TASK DESCRIPTION >> Resume the write-up below on running jextract against the libsodium headers, continuing it from its last line.

TEXT SEGMENT >>
- - - - -
In the 1.x tree the sodium.h file only includes the declaration of other headers. When I explicitly filtered on sodium.h, jextract evicted symbols of the includes.

How to keep the declarations of the other headers ? At this time jextract help is a bit vague.

$ jextract --help
Non-option arguments:
[String] -- header file Option Description
------ -----------
-?, -h, --help print help
-C <String> pass through argument for clang
-I <String> specify include files path
-d <String> specify where to place generated files
--filter <String> header files to filter
-l <String> specify a library
--source generate java sources
-t, --target-package <String> target package for specified header files

Looking at the jextract source code was the way to go, first the code suggests that it’s possible to pass multiple filters (--filter), just like it is possible to pass multiple include (-I). Although it is not very practical with multiple values, isn’t is possible to pass a pattern ?

This is answered here in this document (Using the jextract tool) or in the source code in the Filter class ; it’s possible to pass --filter a part of the path, the current code will just verify if this string is contained in the header path.

Concretely I can use the string sodium as a filter to include headers located in include/sodium/ folder.

$ jextract \ -d libsodium-jextract \ (1) --source \ (2) --target-package com.github.bric3.sodium \ (3) -l sodium \ (4) -I /usr/lib/gcc/x86_64-redhat-linux/8/include \ (5) -I src/libsodium/include/ \ (6) -I src/libsodium/include/sodium \ (6) --filter sodium \ (7) src/libsodium/include/sodium.h (8)
1 Destination of the generated sources
2 Extracts or more precisely generate sources, instead of classes
3 Indicates the target package of the generated source
4 Name without the JNI prefix and suffix (or path) of the library to load
5 Includes C definitions or includes like size_t, stddef.h etc.
6 Includes of the library (some files include others in the library)
- - - - -
DATASET ENTRIES >>

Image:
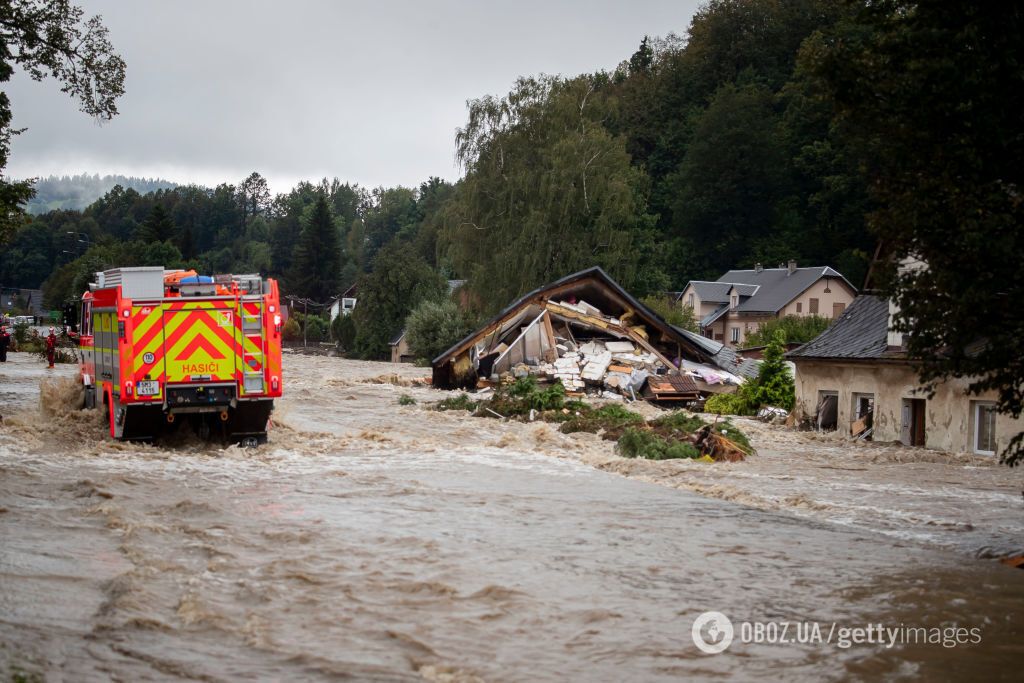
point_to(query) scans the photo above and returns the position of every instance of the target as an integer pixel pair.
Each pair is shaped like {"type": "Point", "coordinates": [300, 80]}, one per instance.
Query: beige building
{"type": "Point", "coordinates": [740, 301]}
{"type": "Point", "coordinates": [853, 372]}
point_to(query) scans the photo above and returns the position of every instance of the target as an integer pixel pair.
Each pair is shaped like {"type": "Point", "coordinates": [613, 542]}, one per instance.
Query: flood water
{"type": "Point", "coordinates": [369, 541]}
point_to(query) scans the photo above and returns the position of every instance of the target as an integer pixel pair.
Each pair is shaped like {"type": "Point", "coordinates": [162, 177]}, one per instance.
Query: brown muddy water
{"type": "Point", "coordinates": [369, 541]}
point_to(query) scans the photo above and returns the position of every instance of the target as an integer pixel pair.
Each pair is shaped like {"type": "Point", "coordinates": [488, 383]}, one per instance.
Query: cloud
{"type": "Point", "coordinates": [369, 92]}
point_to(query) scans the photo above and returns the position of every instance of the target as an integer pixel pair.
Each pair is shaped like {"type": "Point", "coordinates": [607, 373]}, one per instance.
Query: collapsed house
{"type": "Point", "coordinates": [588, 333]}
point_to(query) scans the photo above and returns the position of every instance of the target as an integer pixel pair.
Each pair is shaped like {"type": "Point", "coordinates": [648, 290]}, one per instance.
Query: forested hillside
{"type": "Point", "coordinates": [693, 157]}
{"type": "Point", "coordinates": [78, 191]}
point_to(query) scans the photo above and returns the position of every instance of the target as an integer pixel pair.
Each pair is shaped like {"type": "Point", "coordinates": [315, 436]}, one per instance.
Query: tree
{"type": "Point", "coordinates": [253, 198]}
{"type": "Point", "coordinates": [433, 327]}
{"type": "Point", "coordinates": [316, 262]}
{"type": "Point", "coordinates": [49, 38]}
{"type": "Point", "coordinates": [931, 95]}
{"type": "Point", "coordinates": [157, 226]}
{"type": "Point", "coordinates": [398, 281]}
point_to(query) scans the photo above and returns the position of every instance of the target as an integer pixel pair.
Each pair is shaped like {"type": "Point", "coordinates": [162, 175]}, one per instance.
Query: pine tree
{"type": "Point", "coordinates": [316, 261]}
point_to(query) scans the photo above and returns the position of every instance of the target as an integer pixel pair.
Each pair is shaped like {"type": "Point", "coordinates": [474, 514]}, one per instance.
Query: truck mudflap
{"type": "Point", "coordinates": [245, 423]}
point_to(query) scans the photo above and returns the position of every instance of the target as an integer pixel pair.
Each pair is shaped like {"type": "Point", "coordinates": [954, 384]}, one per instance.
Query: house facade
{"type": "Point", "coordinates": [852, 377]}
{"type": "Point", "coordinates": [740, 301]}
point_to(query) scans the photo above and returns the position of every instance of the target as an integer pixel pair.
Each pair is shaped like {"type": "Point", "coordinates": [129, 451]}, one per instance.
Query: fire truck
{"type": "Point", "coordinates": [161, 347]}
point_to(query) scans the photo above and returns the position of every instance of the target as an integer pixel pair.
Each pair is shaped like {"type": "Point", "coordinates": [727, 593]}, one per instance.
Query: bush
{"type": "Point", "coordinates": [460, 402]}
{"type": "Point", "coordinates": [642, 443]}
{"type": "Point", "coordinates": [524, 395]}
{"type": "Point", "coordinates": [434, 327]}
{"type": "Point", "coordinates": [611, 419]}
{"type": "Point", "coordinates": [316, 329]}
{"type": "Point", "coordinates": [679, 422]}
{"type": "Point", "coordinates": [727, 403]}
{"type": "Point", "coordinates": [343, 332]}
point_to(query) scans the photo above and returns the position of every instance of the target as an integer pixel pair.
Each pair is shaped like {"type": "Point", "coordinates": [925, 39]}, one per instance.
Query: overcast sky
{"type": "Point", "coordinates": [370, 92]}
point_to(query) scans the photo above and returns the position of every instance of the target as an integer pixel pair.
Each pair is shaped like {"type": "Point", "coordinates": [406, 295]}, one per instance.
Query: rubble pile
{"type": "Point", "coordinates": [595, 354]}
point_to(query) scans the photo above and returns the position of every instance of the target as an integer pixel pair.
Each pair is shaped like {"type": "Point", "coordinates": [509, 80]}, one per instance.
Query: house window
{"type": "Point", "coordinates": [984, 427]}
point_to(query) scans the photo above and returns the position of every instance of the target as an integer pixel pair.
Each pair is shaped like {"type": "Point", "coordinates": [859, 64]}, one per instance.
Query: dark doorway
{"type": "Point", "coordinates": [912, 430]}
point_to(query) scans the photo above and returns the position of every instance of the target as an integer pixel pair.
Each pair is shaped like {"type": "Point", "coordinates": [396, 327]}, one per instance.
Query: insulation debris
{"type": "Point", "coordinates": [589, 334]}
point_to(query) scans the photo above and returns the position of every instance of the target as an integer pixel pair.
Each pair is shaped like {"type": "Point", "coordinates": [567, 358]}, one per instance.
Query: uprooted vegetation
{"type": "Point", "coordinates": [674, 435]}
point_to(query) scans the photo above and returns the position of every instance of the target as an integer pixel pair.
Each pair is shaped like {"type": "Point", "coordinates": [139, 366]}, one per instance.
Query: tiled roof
- - - - -
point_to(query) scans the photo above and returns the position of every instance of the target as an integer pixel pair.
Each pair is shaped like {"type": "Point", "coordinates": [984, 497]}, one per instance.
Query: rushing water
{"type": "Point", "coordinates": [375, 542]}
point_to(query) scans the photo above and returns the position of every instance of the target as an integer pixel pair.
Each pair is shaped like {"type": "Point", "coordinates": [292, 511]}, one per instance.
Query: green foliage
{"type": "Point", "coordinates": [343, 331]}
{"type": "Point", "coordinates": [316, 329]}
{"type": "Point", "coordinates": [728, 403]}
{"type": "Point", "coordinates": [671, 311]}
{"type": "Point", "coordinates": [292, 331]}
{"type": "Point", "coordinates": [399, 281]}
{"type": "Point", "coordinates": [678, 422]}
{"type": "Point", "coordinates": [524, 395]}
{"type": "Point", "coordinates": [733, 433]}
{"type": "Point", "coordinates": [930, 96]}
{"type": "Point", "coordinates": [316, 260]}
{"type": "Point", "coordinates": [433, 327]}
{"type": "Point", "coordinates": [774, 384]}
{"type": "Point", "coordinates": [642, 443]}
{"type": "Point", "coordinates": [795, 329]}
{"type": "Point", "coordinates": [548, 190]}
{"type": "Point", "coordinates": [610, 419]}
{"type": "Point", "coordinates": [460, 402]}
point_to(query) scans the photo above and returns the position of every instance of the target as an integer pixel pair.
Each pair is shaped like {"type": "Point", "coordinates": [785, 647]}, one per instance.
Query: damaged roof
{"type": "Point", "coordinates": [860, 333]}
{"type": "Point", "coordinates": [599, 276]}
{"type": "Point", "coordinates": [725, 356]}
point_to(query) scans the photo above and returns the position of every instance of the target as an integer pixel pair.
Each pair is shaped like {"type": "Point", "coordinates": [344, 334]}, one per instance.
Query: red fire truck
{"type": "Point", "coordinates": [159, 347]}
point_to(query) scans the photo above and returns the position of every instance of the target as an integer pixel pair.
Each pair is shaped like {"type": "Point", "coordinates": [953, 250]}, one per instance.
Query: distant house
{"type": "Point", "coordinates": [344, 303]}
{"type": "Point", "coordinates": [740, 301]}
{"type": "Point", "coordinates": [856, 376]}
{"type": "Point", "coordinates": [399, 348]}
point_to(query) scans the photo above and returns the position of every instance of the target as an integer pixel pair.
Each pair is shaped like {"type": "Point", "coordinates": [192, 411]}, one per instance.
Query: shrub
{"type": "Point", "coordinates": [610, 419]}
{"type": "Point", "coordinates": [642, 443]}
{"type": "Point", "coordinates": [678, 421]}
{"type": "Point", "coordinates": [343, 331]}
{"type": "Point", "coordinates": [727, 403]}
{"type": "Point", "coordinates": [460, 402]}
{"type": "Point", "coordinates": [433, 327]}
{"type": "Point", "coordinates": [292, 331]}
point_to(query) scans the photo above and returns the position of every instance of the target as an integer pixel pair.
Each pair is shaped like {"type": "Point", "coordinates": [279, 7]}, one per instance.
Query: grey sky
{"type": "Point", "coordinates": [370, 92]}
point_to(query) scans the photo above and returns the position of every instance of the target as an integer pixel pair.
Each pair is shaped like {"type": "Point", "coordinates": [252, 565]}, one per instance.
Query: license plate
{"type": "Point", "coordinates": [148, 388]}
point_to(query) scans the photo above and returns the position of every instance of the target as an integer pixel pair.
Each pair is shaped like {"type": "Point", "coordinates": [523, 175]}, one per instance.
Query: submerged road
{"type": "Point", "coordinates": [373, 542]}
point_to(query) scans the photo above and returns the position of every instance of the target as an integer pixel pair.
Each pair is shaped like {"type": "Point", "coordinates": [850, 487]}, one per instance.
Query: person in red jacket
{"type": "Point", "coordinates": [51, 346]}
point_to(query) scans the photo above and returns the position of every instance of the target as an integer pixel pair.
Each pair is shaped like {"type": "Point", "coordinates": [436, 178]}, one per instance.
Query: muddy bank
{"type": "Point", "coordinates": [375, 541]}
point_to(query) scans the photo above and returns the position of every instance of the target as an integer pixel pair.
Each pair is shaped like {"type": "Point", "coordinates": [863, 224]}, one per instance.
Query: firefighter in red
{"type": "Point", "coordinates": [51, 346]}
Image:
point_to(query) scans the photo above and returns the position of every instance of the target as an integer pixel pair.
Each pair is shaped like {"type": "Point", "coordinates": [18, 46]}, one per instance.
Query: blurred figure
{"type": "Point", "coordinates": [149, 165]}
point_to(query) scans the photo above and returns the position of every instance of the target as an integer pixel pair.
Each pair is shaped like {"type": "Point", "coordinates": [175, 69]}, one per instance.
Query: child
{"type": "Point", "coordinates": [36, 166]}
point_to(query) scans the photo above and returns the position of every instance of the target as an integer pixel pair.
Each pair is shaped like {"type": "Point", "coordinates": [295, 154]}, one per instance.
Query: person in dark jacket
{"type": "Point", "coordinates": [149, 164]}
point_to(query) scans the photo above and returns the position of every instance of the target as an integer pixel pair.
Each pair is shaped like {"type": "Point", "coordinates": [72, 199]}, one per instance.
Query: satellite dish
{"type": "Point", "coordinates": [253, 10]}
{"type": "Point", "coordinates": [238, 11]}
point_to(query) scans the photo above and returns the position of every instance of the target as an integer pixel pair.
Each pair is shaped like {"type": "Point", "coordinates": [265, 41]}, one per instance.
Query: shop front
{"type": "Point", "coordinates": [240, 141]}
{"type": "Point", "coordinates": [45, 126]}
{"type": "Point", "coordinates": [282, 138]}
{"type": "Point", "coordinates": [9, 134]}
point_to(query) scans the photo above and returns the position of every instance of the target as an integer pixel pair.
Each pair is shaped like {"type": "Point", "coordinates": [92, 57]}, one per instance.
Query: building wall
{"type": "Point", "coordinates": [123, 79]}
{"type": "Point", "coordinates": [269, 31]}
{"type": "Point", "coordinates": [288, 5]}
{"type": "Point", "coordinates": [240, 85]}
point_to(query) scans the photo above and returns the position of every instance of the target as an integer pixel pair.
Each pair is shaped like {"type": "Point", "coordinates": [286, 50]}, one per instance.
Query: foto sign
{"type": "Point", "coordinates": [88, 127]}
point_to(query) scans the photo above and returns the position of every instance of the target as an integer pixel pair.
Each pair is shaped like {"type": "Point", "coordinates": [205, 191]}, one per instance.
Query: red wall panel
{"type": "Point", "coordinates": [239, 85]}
- - - - -
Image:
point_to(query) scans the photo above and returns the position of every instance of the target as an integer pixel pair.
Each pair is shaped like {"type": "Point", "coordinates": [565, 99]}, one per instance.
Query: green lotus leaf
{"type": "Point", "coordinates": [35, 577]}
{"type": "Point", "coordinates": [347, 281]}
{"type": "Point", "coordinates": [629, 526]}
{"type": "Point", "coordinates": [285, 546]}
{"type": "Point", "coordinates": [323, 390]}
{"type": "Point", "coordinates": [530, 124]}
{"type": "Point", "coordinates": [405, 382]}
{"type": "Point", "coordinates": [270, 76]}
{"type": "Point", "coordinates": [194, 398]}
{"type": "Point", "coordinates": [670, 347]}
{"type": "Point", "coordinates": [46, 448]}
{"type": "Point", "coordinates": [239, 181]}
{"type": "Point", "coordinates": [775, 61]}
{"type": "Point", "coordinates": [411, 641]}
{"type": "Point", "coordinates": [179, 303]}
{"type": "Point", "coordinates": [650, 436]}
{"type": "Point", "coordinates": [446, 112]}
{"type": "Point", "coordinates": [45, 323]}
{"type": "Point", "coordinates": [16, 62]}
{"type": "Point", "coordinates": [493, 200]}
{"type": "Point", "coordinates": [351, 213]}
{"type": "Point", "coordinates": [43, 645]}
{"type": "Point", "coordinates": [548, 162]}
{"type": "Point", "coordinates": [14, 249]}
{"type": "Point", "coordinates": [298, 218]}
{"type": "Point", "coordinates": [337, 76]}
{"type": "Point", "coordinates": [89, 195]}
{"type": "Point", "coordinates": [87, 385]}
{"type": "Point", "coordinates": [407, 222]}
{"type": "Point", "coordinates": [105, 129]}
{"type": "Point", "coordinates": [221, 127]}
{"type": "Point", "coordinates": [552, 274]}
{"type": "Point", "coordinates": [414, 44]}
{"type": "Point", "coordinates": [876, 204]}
- - - - -
TASK OUTPUT >>
7 Only includes symbols from the given file, otherwise symbols of other includes may be extracted
8 The C header file
$ ls -lh libsodium-jextract-f/com/github/bric3/sodium/
total 956K
-rw-r--r--. 1 root root 557 Feb 16 14:10 C.java
-rw-r--r--. 1 root root 8.8K Feb 16 14:10 RuntimeHelper.java
-rw-r--r--. 1 root root 350K Feb 16 14:10 sodium_h.java
-rw-r--r--. 1 root root 124K Feb 16 14:10 sodium_h_0.java
-rw-r--r--. 1 root root 329K Feb 16 14:10 sodium_h_constants_0.java
-rw-r--r--. 1 root root 131K Feb 16 14:10 sodium_h_constants_1.java

Let’s have a look at what jextract generated. The entry point is the class sodium_h. In particular let’s compare the method stubs to these I wrote earlier :

  • crypto_box_sealbytes

  • crypto_box_keypair

  • crypto_box_seal

  • crypto_box_seal_open

The libsodium headers declare a method named crypto_box_sealbytes, whose role is to return a constant crypto_box_SEALBYTES, however this constant is defined as a C preprocessor directive #DEFINE, which is not visible as a symbol when performing a library lookup. The native crypto_box_sealbytes method compensates this limitation.

jextract is however reading the headers, in doing so it actually extracts the constant crypto_box_SEALBYTES. It is still exposed as method, and it is declared in a different class sodium_h_0#crypto_box_SEALBYTES.

Note that sodium_h extends sodium_h_0, so one will write

sodium_h.crypto_box_SEALBYTES()

Behind the scene this call invokes sodium_h_constants_1#crypto_box_SEALBYTES, and for sodium_h this split in two classes due to the class limits. sodium_h_constants_1 extends sodium_h_constants_0.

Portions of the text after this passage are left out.